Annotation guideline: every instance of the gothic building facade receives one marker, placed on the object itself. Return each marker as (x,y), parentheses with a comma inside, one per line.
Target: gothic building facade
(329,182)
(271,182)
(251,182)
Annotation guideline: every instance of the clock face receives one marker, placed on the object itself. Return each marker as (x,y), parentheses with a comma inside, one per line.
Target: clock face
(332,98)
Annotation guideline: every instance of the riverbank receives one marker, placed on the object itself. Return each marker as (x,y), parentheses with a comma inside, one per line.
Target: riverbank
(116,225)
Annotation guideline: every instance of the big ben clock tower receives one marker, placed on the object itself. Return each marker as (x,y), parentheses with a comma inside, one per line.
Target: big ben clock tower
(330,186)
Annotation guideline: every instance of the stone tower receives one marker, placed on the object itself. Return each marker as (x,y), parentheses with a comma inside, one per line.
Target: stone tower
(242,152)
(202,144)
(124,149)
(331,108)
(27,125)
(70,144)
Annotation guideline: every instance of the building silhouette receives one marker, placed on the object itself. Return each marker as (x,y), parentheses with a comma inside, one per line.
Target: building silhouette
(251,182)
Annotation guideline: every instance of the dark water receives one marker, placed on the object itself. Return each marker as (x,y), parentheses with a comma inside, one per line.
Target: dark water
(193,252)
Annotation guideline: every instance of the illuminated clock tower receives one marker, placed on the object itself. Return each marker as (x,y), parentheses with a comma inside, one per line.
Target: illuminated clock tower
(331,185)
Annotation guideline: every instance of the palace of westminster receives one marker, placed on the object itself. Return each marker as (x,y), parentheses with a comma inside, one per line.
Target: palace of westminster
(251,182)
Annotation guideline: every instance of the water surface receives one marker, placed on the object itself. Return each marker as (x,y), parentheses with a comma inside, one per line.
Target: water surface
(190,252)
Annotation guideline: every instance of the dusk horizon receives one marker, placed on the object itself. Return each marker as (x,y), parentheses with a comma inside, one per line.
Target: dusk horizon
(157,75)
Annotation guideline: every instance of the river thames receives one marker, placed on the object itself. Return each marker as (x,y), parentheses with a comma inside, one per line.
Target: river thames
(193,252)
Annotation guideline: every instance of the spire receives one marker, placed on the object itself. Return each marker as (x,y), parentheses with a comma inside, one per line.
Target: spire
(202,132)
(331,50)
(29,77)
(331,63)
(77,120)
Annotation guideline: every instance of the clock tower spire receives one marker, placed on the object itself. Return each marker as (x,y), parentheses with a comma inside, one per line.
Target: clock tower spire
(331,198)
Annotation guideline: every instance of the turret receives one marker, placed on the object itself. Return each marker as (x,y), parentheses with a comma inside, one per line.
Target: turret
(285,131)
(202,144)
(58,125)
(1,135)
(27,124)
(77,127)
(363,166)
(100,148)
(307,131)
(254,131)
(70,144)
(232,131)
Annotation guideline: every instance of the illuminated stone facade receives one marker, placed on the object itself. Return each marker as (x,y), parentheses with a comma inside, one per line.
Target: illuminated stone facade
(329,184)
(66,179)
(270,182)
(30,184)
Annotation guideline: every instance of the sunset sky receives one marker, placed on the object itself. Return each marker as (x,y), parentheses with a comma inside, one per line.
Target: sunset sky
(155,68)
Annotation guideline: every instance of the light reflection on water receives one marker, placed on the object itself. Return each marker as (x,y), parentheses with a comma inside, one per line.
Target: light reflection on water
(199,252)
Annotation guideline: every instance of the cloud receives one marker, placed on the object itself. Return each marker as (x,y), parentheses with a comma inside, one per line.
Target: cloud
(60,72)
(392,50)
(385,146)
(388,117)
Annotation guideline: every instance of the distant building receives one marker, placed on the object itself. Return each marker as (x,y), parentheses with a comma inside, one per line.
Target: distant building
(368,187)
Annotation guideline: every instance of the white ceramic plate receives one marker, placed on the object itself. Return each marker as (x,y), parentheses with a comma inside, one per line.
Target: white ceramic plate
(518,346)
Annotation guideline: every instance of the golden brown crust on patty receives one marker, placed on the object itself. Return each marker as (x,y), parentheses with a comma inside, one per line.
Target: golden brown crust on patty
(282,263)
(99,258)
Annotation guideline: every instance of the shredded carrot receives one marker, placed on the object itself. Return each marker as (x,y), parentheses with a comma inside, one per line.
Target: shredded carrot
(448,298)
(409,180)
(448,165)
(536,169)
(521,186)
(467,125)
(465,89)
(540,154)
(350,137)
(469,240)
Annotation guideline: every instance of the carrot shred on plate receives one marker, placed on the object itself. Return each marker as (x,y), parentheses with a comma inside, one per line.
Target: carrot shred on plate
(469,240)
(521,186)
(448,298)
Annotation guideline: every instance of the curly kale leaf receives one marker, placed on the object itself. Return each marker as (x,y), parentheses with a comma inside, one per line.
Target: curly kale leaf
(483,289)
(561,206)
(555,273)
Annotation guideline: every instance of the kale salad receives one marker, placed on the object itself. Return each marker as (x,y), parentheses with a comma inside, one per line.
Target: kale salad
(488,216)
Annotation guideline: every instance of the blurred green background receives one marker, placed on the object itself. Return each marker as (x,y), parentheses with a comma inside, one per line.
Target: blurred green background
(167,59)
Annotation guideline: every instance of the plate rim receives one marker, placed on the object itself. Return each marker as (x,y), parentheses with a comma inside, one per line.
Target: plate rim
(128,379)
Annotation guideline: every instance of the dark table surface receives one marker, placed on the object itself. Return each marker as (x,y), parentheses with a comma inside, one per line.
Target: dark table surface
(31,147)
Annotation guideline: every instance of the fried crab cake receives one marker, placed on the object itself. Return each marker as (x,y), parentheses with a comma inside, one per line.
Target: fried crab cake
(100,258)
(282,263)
──────────
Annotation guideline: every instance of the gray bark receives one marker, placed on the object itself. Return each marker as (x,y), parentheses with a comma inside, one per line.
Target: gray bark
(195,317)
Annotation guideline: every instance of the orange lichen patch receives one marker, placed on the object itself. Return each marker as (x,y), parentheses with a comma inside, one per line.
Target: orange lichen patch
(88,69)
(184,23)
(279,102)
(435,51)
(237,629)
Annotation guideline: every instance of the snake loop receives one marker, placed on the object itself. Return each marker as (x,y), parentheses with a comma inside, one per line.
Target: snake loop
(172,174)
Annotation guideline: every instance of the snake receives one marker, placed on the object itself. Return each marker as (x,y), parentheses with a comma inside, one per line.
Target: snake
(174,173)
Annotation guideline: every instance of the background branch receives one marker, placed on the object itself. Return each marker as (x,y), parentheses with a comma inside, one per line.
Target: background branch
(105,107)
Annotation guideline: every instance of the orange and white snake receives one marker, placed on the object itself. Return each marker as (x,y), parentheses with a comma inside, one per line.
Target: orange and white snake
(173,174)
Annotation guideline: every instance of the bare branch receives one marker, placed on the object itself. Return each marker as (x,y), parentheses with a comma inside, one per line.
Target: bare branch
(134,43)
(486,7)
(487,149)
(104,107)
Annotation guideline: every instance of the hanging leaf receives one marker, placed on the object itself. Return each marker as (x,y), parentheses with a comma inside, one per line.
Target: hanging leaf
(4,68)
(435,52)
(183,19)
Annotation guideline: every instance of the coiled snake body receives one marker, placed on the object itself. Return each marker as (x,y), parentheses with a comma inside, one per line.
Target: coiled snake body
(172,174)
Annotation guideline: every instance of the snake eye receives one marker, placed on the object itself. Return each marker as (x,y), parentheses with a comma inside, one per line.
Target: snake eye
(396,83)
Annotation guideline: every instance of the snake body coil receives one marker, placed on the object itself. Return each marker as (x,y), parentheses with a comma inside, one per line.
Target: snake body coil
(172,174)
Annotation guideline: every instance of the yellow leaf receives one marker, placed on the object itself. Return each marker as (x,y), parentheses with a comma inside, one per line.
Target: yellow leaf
──────────
## What is being asked
Please find every line in the material above that contains the word "gothic" and copy each of those lines.

## The answer
Annotation guideline: every instance of the gothic building facade receives one marker, placed on the object itself. Return each marker as (x,y), parentheses with a comma inside, one per line.
Target: gothic building facade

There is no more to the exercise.